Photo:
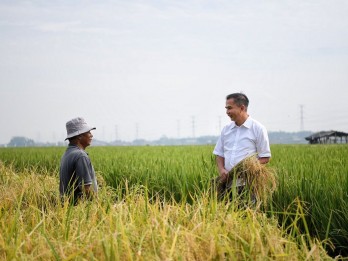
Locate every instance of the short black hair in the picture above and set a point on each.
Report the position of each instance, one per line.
(239, 99)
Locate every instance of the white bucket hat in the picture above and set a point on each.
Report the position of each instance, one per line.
(76, 127)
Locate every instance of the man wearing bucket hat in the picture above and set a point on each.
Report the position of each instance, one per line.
(76, 173)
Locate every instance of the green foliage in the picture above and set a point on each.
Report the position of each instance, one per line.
(314, 176)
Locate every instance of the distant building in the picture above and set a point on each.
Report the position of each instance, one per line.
(325, 137)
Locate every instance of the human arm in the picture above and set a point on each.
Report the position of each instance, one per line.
(220, 162)
(88, 191)
(86, 177)
(264, 160)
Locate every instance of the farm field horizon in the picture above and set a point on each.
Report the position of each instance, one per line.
(170, 187)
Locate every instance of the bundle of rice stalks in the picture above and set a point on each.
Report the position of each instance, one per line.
(259, 179)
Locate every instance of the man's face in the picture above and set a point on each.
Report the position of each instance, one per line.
(232, 109)
(86, 139)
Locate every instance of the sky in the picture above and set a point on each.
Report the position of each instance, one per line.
(138, 69)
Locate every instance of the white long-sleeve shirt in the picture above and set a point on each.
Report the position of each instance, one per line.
(238, 142)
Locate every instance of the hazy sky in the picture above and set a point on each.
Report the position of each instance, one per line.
(144, 69)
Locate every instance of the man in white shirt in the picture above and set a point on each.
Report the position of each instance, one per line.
(242, 138)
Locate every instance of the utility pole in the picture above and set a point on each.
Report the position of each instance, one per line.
(301, 115)
(136, 131)
(219, 123)
(116, 132)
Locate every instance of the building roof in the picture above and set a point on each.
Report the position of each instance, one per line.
(322, 134)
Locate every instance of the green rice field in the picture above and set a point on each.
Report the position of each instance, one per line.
(156, 203)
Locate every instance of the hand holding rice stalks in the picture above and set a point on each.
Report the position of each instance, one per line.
(260, 179)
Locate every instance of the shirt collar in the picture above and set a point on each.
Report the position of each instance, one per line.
(246, 124)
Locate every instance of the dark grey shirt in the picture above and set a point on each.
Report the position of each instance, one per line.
(75, 171)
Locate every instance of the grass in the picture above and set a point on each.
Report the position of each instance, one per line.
(34, 226)
(310, 200)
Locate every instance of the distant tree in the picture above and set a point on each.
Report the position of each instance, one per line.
(21, 142)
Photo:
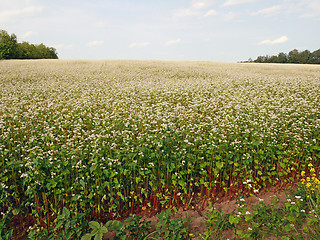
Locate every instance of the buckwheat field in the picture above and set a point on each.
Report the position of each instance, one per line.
(109, 138)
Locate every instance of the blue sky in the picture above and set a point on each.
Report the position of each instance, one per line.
(214, 30)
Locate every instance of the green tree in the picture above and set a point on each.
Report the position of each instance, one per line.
(8, 45)
(315, 57)
(304, 56)
(282, 58)
(293, 56)
(11, 49)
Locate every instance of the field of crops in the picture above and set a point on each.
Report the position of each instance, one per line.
(109, 138)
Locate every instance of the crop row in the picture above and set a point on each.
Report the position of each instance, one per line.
(107, 138)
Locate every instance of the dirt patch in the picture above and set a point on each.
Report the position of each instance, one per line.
(197, 219)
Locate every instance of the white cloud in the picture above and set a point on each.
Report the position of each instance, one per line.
(229, 16)
(196, 9)
(313, 9)
(63, 46)
(236, 2)
(138, 44)
(186, 12)
(8, 14)
(211, 12)
(171, 42)
(95, 43)
(268, 11)
(199, 5)
(276, 41)
(27, 34)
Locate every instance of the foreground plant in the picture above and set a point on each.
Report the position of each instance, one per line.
(110, 138)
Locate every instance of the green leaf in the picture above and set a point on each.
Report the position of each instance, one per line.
(16, 212)
(94, 225)
(83, 184)
(65, 212)
(86, 237)
(233, 219)
(98, 236)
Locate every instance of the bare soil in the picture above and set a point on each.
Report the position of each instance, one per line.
(197, 219)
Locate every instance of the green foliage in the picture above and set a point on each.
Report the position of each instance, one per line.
(67, 225)
(293, 56)
(134, 229)
(112, 137)
(11, 49)
(170, 229)
(217, 222)
(99, 229)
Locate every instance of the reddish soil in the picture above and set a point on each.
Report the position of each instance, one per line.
(196, 219)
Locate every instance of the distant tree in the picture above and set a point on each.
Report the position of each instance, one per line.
(8, 45)
(293, 56)
(273, 59)
(11, 49)
(304, 56)
(282, 58)
(315, 57)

==*==

## [Stated problem]
Pictures are to be left out; all else in the entries above is to be quoted exactly.

## [Solved problem]
Photo:
Locate every instance of the short black hair in the picture above and set a point on each.
Report the position of each instance, one per line.
(239, 99)
Locate every instance of the white bucket hat in the picture above and set a point on each.
Report the position of each instance, one per line.
(76, 127)
Locate every instance of the man wearing bucket hat in the picture above and set a point on each.
Report the position of each instance, one per line.
(76, 173)
Locate every instance of the green foliage in the picture above and set a point on each.
Report the position of each instance, one per line.
(314, 176)
Locate every instance of the distant building in the picture above and set a point on each.
Report the position of each instance, one per line.
(325, 137)
Locate every instance of the human arm in the picture above and set a point on each.
Report the position of each instance, one per line.
(220, 162)
(88, 191)
(86, 177)
(264, 160)
Locate every instance of the farm field horizon in the picture above and set a point on each.
Report the position of each instance, one per line.
(170, 187)
Locate every instance of the bundle of rice stalks in the picture above and set a point on each.
Report the position of each instance, one per line.
(259, 179)
Locate every instance of the man's face in the picture above and set a point on each.
Report the position of each instance, one per line.
(232, 109)
(86, 139)
Locate every instance of the sky in the picture above and set a point on each.
Report the position of each instance, one per line.
(138, 69)
Locate every instance of the white long-sleeve shirt in the picture above and set a point on each.
Report the position of each instance, one per line.
(238, 142)
Locate every instance of the hazy sky in the picture above and set a point on each.
Report the position of each instance, one per line.
(144, 69)
Locate every instance of the man in white shirt in the picture above and set a point on each.
Report the position of each instance, one per line.
(242, 138)
Locate every instance of the utility pole in the picture above and set a point on each.
Report the position of each instance, one per line.
(301, 115)
(136, 131)
(219, 123)
(116, 132)
Locate every instance of the building roof in the picture above and set a point on each.
Report the position of each instance, one per line.
(322, 134)
Locate every instance of the green rice field in the picture above and set a point on each.
Report the position of each instance, one per line.
(156, 203)
Locate every instance of the hand holding rice stalks in the picture above and set a point on each.
Report the position of each instance, one per line.
(260, 179)
Locate every instance of the shirt collar in the picture above and set a point on each.
Report the position of each instance, one per line.
(246, 124)
Locate every instance of the dark grey shirt in the picture above and set a point on each.
Report the position of each instance, one per line.
(75, 171)
Locate every instance of the grass in the picture above and set a point on each.
Report the position of each instance, one per line.
(34, 226)
(310, 200)
Locate every instance of the distant tree in the picture above and set a point on each.
Report the position of each instance, one per line.
(21, 142)
Photo:
Locate every instance of the buckwheat field in the picture above and set a point on each.
Report the position of each instance, one per line.
(109, 138)
Locate every instance of the blue sky in the picture above and set a point on each.
Report the position of each instance, one per line.
(214, 30)
Locate every instance of the green tree in the picture above and set a point on each.
Report the position of each instance, one per line.
(8, 45)
(315, 57)
(304, 56)
(282, 58)
(293, 56)
(11, 49)
Locate every instance of the field of crops in the picture above and set a point on each.
Report the position of each instance, one per line.
(109, 138)
Locate every instance of the crop row in the picture above and set a point on each.
Report the position of each instance, one per line.
(107, 138)
Locate every instance of the dirt patch in the picture above and set a point on each.
Report the position of each instance, one per line.
(197, 219)
Locate every instance of the white cloud in the picture above and set a point on each.
Report the position of each instance, one per line.
(229, 16)
(196, 9)
(313, 9)
(63, 46)
(236, 2)
(138, 44)
(186, 12)
(8, 14)
(211, 12)
(171, 42)
(95, 43)
(268, 11)
(199, 5)
(276, 41)
(27, 34)
Locate every instance of the foreground plant in the picture above and set a point on each.
Report the position of each instance, one per line.
(110, 138)
Locate every instance of the green leaf in the picture above and set a point on each.
Report the position of each instance, one per line.
(16, 212)
(94, 225)
(83, 184)
(65, 212)
(86, 237)
(233, 219)
(98, 236)
Locate every instance of the bare soil in the picture above and set a point on each.
Report the position of each instance, one per line.
(197, 219)
Locate every instance of the green foliage in the picture above and set a point on each.
Report the position of each instance, one per line.
(67, 225)
(293, 56)
(134, 229)
(112, 137)
(11, 49)
(170, 229)
(217, 222)
(99, 229)
Locate every instance of the reddish soil in the picture above and set a point on each.
Report the position of each instance, one per line.
(196, 219)
Locate every instance of the distant tree in the picture above and set a point on each.
Report the position of each instance, one per line.
(8, 45)
(293, 56)
(273, 59)
(11, 49)
(304, 56)
(282, 58)
(315, 57)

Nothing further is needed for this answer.